**Exercise directions:**
Write out all of the entries that follow, word for word, but skip the pictures.

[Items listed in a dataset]
╭──

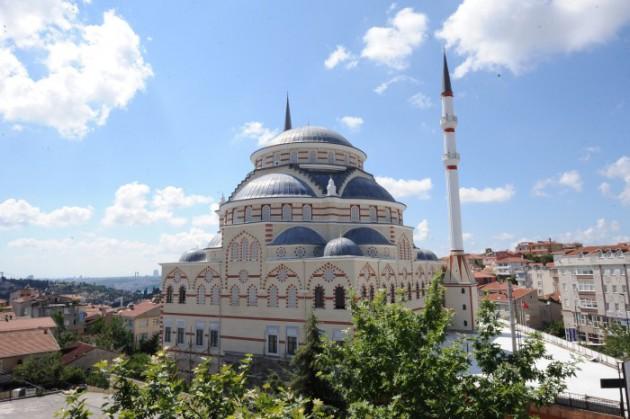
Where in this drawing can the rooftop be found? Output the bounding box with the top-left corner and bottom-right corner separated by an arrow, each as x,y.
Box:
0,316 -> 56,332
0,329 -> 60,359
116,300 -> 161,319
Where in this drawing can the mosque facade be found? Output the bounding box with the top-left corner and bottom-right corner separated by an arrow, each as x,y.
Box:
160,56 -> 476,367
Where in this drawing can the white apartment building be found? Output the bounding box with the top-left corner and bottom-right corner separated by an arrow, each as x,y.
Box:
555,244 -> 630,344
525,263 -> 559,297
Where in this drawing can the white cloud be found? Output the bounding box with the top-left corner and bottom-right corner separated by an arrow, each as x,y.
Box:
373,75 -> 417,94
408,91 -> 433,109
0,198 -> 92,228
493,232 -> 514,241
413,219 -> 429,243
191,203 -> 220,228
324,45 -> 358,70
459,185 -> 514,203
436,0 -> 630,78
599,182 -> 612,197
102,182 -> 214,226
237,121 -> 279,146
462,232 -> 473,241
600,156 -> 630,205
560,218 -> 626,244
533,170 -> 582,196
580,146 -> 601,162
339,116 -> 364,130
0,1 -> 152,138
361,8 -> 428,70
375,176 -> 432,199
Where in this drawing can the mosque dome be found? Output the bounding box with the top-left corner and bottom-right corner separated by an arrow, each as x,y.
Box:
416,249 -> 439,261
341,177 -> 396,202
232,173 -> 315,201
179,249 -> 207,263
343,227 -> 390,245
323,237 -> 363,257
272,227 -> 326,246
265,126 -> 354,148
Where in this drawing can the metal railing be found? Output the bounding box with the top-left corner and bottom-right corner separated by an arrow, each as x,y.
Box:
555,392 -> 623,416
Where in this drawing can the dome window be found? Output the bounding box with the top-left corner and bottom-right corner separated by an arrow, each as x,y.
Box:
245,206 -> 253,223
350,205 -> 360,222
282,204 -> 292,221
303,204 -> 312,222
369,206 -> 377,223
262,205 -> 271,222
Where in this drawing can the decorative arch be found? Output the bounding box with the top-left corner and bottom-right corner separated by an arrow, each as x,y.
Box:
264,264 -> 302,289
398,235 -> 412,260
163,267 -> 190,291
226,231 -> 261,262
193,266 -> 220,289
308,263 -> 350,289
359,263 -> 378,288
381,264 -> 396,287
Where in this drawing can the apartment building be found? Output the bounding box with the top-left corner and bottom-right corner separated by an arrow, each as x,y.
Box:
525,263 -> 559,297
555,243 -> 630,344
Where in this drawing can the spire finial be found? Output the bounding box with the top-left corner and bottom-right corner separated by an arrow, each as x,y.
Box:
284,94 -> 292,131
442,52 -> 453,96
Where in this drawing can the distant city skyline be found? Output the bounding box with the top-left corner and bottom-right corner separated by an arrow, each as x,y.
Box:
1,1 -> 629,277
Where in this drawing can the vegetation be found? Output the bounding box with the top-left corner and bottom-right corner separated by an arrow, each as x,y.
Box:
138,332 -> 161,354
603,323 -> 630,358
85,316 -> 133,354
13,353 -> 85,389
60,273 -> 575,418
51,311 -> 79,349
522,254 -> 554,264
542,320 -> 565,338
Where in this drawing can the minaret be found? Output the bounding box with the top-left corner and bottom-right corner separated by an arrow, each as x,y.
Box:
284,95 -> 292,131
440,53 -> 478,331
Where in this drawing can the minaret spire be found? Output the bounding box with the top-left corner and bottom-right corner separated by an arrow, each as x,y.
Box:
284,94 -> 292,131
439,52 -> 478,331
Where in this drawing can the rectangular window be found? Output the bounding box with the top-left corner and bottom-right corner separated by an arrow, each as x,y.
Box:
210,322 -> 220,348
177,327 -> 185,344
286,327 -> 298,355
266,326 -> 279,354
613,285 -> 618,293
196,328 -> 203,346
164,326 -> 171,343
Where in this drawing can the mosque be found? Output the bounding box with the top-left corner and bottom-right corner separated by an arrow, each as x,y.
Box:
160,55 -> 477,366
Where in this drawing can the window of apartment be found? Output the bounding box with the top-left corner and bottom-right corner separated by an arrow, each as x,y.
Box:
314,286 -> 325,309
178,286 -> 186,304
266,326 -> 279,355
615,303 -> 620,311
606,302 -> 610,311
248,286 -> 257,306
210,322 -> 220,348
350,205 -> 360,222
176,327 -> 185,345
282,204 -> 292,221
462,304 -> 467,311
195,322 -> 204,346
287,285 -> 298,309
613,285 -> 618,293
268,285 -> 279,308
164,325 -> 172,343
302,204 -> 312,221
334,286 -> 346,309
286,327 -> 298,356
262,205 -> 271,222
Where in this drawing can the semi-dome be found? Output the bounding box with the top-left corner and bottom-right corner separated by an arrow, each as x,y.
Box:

╰──

**Reply:**
Where in this drawing can the rooftop be found? Output the bounding box with the top-left corner and bottom-right corner separated by an arrow, each as x,y.
Box:
0,316 -> 56,332
0,329 -> 60,359
116,300 -> 161,319
Where in this drawing can the mosque facade be found? Output the bounding box with the top-left corner and bottom-right corner separated by an arrow, each as x,y.
Box:
160,56 -> 476,367
Where in this drawing can the white apartment building be found? Output the bounding box with the top-left corner and bottom-right corner separated by an arrow, each as x,y.
Box:
555,244 -> 630,344
525,263 -> 559,297
Where in this drawing can the white cloud be found? Output the bounding box with the top-left corner and bottom-right corner separated by an arrow, each as x,y.
Box:
373,75 -> 417,94
408,91 -> 433,109
0,198 -> 92,228
493,232 -> 514,241
413,219 -> 429,243
191,203 -> 220,228
324,45 -> 358,70
459,185 -> 514,203
436,0 -> 630,78
599,182 -> 612,197
102,182 -> 214,226
237,121 -> 279,146
462,232 -> 473,241
600,156 -> 630,205
560,218 -> 626,244
533,170 -> 582,196
580,146 -> 601,162
339,116 -> 364,130
0,1 -> 152,138
361,8 -> 428,70
375,176 -> 432,199
Where in this drawing can the mosque dome be found? Output the bounding box with the top-left corner and bottom-right corner separated by an arrow, each as x,y.
Box:
416,249 -> 439,261
341,177 -> 396,202
232,173 -> 315,201
179,249 -> 207,263
343,227 -> 390,245
323,237 -> 363,257
272,227 -> 326,246
265,126 -> 354,148
Where in this drawing can the metal railing be found? Output the bounding box with the top-left corner and bottom-right corner separated by an arrow, each as x,y.
Box:
555,392 -> 623,416
Where in this drawing can the dome window be found? Output the bounding box with the top-left corner and bottom-right corner separated by an arrow, each as x,y.
Box:
245,206 -> 253,223
350,205 -> 360,222
282,204 -> 292,221
303,204 -> 312,222
369,206 -> 377,223
262,205 -> 271,222
Where in this drawing can the decorative arch be found? Output the bounding box with the top-left corner and bottom-right corner separated by an arrow, each as x,y.
Box:
264,264 -> 302,289
398,235 -> 412,260
163,267 -> 190,291
226,231 -> 261,262
193,266 -> 220,289
308,263 -> 350,289
359,263 -> 378,288
381,264 -> 396,287
Where in this drawing can the apartment building be found? Output the bounding box with the top-left corner and bottom-right corner separated by an arrow, each as x,y.
Box:
525,263 -> 559,297
555,243 -> 630,344
Where in this drawing can the spire finial be found? Output the bounding box with the top-left corner and bottom-right corner separated by an arrow, each as x,y.
Box:
284,94 -> 292,131
442,52 -> 453,96
Where in this drawing can the distant city skyline be found? Output the bounding box with the top-left corner and bottom-right corner separated by an arrow, each as x,y.
Box:
1,1 -> 629,277
Where in this drawing can the vegetation be found? Output the bounding box with the top-left corner and bottom-right corner separated by an arrow, each as x,y.
Box:
138,332 -> 161,354
603,323 -> 630,358
85,316 -> 133,354
13,353 -> 85,389
60,273 -> 575,418
51,311 -> 79,349
522,254 -> 554,264
542,320 -> 565,338
Where in this drawing can the minaret be found? Output the bounding box with the top-left corner and bottom-right corner separated by an arrow, each as x,y.
Box:
284,95 -> 292,131
440,53 -> 478,331
Where in this drawing can the minaret spire be found? Output the bounding box with the top-left corner and bottom-right corner separated by an arrow, each as x,y.
Box:
284,94 -> 292,131
439,52 -> 478,331
Where in this drawing can the rectangular window be found? Output the bounding box with the top-left corner and bottom-right corner separated by an arrow, each as x,y.
Box:
210,322 -> 220,348
177,327 -> 185,344
286,327 -> 298,355
266,326 -> 279,354
613,285 -> 618,293
196,328 -> 203,346
164,326 -> 171,343
Where in this drawing can the mosque be found? Output the bounding box with the top-left corner and bottom-right corner separated by an arrow, each as x,y.
Box:
160,55 -> 477,366
Where in this drawing can the window of apartment be found? Output the bounding box with the top-left corner and bottom-right corner separated by an arrow, each as x,y.
Box:
314,286 -> 325,309
178,286 -> 186,304
266,326 -> 279,355
615,303 -> 620,311
606,302 -> 610,311
248,286 -> 257,306
210,322 -> 220,348
350,205 -> 360,222
176,327 -> 185,345
282,204 -> 292,221
462,304 -> 467,311
195,322 -> 204,346
287,285 -> 298,309
613,285 -> 618,293
268,285 -> 279,308
164,325 -> 172,343
302,204 -> 312,221
334,286 -> 346,309
286,327 -> 298,356
262,205 -> 271,222
Where in this drawing can the semi-dome be found? Output the bounding box with the top-left corner and bottom-right corner separated by an arrow, each as x,y.
Box:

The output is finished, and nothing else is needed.